**TASK PROMPT:**
An exact copy of every record, without the pictures, is what should come back.

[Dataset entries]
================================
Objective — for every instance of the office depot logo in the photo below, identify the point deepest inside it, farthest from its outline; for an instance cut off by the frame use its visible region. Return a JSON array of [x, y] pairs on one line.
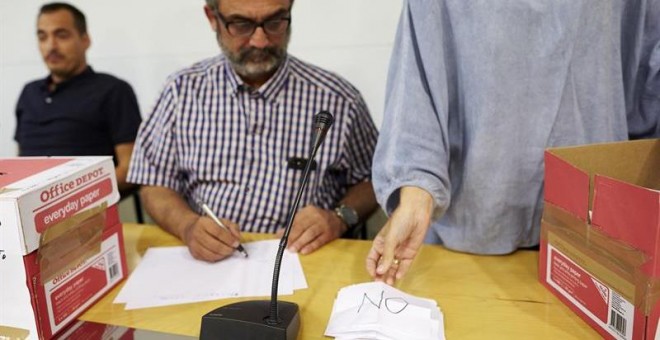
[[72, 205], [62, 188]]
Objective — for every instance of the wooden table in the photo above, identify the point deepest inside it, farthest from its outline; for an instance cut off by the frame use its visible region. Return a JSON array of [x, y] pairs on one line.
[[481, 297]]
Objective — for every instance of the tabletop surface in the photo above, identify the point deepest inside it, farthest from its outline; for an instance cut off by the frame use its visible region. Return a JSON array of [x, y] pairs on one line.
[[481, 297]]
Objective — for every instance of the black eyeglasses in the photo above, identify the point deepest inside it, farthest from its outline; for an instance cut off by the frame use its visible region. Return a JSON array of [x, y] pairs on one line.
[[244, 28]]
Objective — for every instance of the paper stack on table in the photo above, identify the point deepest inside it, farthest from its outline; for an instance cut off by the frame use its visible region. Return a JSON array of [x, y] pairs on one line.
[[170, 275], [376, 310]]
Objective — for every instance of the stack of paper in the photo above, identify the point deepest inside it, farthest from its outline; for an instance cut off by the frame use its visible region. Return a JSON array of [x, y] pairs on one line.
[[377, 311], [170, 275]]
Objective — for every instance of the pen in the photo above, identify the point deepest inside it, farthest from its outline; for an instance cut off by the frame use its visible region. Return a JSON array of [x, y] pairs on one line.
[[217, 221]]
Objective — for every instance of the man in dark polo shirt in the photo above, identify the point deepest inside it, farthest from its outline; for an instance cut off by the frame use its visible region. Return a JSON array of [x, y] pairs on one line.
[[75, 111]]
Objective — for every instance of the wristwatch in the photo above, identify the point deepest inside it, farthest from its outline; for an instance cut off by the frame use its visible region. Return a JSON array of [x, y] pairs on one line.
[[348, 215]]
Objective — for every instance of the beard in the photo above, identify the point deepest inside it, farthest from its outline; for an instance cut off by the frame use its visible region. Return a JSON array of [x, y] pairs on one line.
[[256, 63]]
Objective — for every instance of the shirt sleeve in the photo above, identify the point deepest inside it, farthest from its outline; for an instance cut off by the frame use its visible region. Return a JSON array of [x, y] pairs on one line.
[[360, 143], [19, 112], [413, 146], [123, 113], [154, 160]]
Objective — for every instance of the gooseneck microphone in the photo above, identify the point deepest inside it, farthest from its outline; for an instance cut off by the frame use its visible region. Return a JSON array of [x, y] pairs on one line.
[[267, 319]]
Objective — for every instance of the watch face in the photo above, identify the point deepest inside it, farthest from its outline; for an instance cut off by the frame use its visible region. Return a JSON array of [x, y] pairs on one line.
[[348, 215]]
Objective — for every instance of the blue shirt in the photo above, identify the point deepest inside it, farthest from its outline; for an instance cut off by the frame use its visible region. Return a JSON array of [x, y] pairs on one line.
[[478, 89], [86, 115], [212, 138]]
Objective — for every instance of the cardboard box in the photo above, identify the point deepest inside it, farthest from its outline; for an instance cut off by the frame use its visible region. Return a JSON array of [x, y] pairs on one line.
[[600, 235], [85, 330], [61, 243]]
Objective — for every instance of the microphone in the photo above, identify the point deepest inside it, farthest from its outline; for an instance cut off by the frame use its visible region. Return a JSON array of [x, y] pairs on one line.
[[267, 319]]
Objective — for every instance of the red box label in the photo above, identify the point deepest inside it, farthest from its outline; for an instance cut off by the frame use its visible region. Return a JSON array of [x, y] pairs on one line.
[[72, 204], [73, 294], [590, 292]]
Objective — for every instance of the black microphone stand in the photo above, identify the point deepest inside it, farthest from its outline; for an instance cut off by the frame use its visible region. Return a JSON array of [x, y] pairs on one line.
================================
**RESPONSE BOX:**
Objective — for every instance of the office depot logo in the photo below, identify the point deepest inside it, farthest from its outline; for an instance cut off by the frame use its visible region. Return a JSON array of [x, y] pairs on one line.
[[72, 205], [62, 188]]
Objective — for every instance of the wooden table in the photo above, identify the point deepest inside it, farthest from its outline; for an instance cut off by the frame use its visible region. Return a JSON array of [x, y] pairs on one line.
[[481, 297]]
Objective — for every instance of the tabletop surface in the photo above, identify the point deepest inside it, farthest from its outline; for an instance cut off by the frame use its visible region. Return a JSON array of [x, y] pairs on one line.
[[481, 297]]
Objective — for every instance of the black eyeglasses in the photo above, identify the point deepest inside it, farthest from its outline; for an instance cut off by the frame use its visible region. Return a JSON array of [x, y] pairs on one line.
[[244, 28]]
Objective — for every instance of the paper stack on table in the photo above, identify the point deepest inside it, farthest from its outline; for an instance cut off by the frame use its visible region. Return a JSON array of [x, y] pairs on one line.
[[170, 275], [376, 310]]
Objective — for every instance of the stack of paper in the photo above, identify the point deepest inside it, farthest from its outline; for an instance cut off by the frame use its visible region. Return a JSON array of [x, y] pairs on one line.
[[377, 311], [170, 275]]
Objective — for every instance of the pen in the photo above, identify the point deepest inside it, farthest from its outline; for an instance cut off by the frame use its visible region. Return a JSON array of [x, y] pairs on one line.
[[217, 221]]
Objective — for every instance of the man in dark polo shirt in the photo above, identify the point deepest inside it, farthest from its outline; for an instance cut off by the frame use its visible region. Return a JSON array of [x, y] pairs on one line.
[[75, 111]]
Objective — for every instance of the wristwatch in the photo above, identify the point deepest inside it, farthest from its outline; for an instance cut off by the frame use its visible region. Return a JSON array of [x, y] pairs on one line.
[[348, 215]]
Objective — for every instance of the beard in the photo above, identify the point deepest inside it, farthest from its outline; for an instance cut off by the frame use its visible region. Return a JSON array of [x, y] pairs on one line.
[[256, 63]]
Objective — for every instance of the shirt sleeve in the photo above, identify the point deepest inside it, farthest from its outline; for an instance cut off by the frame use its visible region. Return a JSON array of [x, y] pairs on one line.
[[360, 143], [19, 112], [413, 146], [123, 113], [154, 160]]
Objective — for every instance of the gooseneck microphone in the photo above, identify the point deepest inside it, farthest from its outline; for an instance cut off by the frame use its visible region. Return a JSON array of [x, y] pairs on one line.
[[267, 319]]
Objective — for every instance of the watch face in the photo above, identify the point deepest inside it, farthest from its outline; for an instance cut off by the frame use its visible region. Return a JSON array of [x, y] pairs on one line.
[[348, 215]]
Objective — for every instance of the blue shirt in the photo above, identify the point deepest inside it, farthest from its outline; for an instance cut off by the frame use its visible region. Return a JSON array of [x, y] pairs on one line.
[[478, 89], [86, 115], [212, 138]]
Objective — for every instance of the cardboard box in the photo above, identify the point deepest inside it, farthest from its outline; for an instance cut off by the frame use its visible region. Return a JSON array of [x, y] pairs on one line.
[[600, 235], [85, 330], [61, 243]]
Objective — for every instance of the microphone in the photo above, identify the point deepest inside it, farthest from its outline; for an instance cut off by the frame use its visible region. Return a JSON array of [x, y] pairs on one line.
[[267, 319]]
Objective — for every instance of the red box label in the photo above, identify the point deepest inside it, farthest from its outline; for an instance cut off by the frame use its visible region. Return a JSON array of [x, y] pairs on one line.
[[72, 204], [73, 294], [590, 292]]
Objective — for every instance of the black microphone stand in the photo above, identify the point deepest inside it, farthest from its outline; for an instance cut off by the frame use its visible region. Return a JSON array of [x, y] pairs on one line.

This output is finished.